Technopop mexicano, jazz alemão, rock psicodélico brasileiro, country dinamarquês, indie filipino, heavy metal japonês... Em tempos de universalização da cultura, assistimos nas última década uma avalanche de artistas dos mais diferentes pontos do planeta ganhando destaque em diferentes nichos do mercado fonográfico ao articular em seu som, até então taxado de regional ou mesmo folclórico, uma identidade “universal”. Se por um lado há de se comemorar o consumo pelo mundo afora da obra destes artistas, é importante perceber que, para que tal aconteça, se faz necessário a rotulação de seu trabalho por olhos e ouvidos dominantes pouco aptos à diversidade cultural. Assim, para estes, a nacionalidade de um som ganha ar cosmopolita ao agregar-se a um gênero internacionalmente conhecido. Mesmo que, em pleno século XXI, seja um tanto questionável discutir “brasilidade” e que haja pouco consenso sobre de que forma devemos preservar e estimular as tradições e os ritmos ditos regionais, é importante perceber que certos processos estigmatizantes ainda são devidamente estimulados por uma cultura de massa globalizada. 
Ao mesmo tempo, vivemos em um período que se destaca pela efemeridade das tendências e pelo descarte quase automático de artistas que, na estação anterior, foram considerados a grande revelação do momento. Assim, tornou-se imperativo que os jovens músicos, inclusive brasileiros, adquirissem um aspecto amorfo ou, utilizando um termo mais pertinente, líquido, sem se prenderem a um gênero que, por ventura, mídia e público facilmente descartariam após seu consumo. Deste modo, ganhou um tom quase ofensivo a associação dos novos nomes da música brasileira com a agora antiquada MPB, termo que envelheceu rapidamente nos últimos anos e que de fato se viu incapaz de abarcar a pluralidade estética da nova geração. Esta, que em boa parte se autointitula pop, se diferencia de suas predecessoras não só pelas questões estilísticas ou por se ver inserida em um novo contexto do mercado, mas também pela enorme valorização das particularidades inerentes a cada artista, inviabilizando as muitas tentativas de classificá-los por gênero ou mesmo inseri-los em algum possível movimento.

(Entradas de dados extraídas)
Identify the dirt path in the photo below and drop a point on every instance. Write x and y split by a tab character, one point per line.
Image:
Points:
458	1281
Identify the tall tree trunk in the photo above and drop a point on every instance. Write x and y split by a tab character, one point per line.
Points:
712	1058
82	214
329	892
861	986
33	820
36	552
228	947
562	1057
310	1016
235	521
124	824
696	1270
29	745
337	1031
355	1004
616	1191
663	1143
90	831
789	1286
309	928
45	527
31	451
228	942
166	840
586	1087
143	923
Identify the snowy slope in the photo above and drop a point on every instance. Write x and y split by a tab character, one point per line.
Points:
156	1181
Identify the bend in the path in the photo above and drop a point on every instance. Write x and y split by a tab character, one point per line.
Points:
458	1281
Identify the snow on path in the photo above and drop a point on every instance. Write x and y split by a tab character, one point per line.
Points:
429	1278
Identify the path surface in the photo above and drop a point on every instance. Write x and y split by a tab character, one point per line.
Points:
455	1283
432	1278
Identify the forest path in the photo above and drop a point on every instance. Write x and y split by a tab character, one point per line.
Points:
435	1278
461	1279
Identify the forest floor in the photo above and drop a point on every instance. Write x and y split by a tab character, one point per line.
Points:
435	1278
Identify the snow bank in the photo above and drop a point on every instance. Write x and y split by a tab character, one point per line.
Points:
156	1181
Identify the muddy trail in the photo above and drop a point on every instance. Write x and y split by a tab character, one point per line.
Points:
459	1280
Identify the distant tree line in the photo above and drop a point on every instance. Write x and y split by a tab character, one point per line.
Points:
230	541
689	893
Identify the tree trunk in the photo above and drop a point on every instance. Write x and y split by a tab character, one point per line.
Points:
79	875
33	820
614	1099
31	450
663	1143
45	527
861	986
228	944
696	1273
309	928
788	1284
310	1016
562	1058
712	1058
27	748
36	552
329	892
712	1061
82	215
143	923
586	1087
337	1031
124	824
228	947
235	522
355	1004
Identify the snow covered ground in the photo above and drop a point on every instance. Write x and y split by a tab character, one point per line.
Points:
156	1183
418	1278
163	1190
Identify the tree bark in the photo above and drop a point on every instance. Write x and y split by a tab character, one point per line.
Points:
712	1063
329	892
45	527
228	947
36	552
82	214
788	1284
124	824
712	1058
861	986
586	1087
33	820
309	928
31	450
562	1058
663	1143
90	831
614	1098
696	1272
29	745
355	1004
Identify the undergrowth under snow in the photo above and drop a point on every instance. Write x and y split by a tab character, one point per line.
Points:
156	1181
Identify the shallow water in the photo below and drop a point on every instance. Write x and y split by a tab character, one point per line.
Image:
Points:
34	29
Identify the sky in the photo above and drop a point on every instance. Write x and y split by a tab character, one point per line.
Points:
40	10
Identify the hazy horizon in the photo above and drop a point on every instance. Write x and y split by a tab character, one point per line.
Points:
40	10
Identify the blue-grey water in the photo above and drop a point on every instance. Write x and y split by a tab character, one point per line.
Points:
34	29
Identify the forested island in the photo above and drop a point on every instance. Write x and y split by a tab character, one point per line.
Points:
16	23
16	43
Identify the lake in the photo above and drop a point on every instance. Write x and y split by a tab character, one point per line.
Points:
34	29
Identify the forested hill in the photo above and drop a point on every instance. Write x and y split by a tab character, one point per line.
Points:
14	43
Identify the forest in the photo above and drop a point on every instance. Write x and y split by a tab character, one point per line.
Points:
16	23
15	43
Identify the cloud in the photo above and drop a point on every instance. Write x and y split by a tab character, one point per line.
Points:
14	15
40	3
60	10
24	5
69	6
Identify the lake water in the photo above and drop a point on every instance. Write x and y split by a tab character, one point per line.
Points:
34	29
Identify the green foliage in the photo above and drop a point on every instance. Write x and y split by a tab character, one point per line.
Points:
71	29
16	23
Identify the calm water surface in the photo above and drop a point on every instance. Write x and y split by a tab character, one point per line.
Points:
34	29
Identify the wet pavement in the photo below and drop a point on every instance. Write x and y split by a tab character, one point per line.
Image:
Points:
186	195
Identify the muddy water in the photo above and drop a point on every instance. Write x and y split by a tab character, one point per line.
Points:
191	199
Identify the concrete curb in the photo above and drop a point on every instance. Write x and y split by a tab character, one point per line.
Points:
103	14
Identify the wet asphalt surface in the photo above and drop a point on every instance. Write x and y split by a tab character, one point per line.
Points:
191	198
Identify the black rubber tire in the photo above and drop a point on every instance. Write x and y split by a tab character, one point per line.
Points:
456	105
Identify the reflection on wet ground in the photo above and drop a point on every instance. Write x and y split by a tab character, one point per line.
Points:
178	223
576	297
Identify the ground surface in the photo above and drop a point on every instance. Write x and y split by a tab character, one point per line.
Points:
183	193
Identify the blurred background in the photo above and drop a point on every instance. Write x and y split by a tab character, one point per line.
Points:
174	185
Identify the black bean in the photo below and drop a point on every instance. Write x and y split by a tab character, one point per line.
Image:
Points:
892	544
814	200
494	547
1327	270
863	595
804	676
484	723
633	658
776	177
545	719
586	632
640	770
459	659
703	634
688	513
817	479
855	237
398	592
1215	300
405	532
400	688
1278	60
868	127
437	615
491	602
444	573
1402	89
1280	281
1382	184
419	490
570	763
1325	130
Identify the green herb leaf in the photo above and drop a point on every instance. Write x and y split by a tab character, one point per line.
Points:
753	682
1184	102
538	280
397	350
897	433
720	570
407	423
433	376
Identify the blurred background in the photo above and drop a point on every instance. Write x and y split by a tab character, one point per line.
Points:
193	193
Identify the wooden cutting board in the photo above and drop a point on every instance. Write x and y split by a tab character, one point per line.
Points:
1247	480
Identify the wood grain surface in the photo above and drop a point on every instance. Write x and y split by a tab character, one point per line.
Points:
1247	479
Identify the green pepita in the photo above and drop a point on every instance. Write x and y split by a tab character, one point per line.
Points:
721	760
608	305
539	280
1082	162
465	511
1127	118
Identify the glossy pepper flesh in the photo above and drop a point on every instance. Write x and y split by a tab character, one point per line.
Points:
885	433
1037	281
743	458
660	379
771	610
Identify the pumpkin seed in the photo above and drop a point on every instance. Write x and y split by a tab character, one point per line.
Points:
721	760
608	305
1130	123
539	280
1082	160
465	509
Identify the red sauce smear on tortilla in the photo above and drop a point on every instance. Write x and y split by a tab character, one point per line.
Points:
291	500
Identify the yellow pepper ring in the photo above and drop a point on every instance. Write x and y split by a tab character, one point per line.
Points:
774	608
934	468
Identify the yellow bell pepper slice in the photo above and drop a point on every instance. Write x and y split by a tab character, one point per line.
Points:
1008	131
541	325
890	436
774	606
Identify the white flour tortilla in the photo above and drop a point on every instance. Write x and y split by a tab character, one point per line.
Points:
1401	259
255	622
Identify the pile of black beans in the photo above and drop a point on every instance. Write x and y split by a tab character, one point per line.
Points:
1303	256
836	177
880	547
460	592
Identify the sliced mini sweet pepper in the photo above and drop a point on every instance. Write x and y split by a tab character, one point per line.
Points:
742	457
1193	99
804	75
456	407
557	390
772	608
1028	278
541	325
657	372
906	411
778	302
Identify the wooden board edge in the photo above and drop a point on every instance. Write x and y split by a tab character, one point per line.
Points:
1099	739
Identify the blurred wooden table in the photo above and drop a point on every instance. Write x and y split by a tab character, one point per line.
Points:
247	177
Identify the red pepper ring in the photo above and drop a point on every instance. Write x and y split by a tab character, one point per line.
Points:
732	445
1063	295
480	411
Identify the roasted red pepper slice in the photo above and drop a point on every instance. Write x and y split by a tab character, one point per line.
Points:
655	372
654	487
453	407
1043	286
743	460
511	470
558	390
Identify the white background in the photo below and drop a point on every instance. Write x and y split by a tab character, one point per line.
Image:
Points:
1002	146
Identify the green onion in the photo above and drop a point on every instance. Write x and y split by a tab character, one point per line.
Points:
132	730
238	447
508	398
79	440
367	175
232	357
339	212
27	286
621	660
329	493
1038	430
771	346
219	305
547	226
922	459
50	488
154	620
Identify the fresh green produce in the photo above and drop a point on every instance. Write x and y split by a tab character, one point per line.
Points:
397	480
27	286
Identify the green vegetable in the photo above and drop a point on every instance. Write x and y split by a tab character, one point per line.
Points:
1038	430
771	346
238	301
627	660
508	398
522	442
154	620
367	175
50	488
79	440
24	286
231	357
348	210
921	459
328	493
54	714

_Exercício proposto_
No texto citado, como boa parte da nova geração de músicos brasileiros se autointitula?

_Resultado da tarefa_
Pop.